• _SET PROBLEM_
Pull out every line in the rows below that contains the string "bridge". Case counts.

Records from a data source
+ + + + +
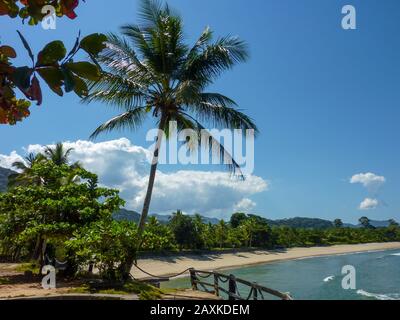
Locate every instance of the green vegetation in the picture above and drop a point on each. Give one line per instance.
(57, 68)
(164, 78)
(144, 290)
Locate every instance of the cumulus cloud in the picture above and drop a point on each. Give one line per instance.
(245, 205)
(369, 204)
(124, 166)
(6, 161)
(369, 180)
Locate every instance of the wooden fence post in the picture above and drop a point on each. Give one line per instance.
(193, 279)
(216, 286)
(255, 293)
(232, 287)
+ + + + +
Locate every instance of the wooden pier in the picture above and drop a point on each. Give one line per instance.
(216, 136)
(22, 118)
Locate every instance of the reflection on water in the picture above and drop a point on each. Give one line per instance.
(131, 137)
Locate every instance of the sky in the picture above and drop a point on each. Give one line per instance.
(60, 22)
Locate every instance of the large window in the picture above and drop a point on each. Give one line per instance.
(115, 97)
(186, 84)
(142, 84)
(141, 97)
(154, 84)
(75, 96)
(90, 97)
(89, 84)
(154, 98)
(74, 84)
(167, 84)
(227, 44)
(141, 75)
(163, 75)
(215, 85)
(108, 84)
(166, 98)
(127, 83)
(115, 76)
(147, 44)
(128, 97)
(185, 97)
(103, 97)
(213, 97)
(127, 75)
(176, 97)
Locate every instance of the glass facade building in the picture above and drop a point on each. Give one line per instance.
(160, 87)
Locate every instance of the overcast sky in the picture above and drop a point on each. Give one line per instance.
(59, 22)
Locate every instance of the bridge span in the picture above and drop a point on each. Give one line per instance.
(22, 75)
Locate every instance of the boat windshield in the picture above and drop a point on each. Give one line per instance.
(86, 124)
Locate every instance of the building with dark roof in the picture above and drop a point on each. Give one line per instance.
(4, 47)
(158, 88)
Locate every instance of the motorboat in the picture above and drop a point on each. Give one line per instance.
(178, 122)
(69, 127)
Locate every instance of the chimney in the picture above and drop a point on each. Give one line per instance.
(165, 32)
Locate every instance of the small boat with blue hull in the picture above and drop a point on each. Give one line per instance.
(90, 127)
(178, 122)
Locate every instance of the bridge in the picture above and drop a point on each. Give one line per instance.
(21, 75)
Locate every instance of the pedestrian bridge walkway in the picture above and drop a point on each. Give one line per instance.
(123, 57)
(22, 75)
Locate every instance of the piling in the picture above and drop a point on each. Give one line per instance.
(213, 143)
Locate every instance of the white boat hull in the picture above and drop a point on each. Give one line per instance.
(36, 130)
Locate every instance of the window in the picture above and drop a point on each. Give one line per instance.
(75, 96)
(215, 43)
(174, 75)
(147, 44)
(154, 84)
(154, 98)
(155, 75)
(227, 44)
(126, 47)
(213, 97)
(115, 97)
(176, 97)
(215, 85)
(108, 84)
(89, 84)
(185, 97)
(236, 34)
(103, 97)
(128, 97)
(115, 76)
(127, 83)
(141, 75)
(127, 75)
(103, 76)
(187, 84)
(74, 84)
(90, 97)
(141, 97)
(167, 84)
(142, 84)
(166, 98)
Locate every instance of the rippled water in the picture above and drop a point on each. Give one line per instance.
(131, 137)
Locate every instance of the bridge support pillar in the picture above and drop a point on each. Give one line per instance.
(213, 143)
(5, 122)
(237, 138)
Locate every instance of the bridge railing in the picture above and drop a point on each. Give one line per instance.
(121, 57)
+ + + + +
• _COMPLETE OUTPUT_
Locate every instance of the bridge span in the picture above and drop a point on each. Give one line per instance.
Locate every instance of the bridge in the picture above and drop a point on each. Give one line per instance.
Locate every instance of the pedestrian bridge walkway in the picture above and drop a point on each. Give one line per instance.
Locate every instance of the bridge support pillar in the picture above and drop a point on each. Give one line per instance.
Locate every instance of the bridge railing in the picture above and drop a point on each. Give one line per instance.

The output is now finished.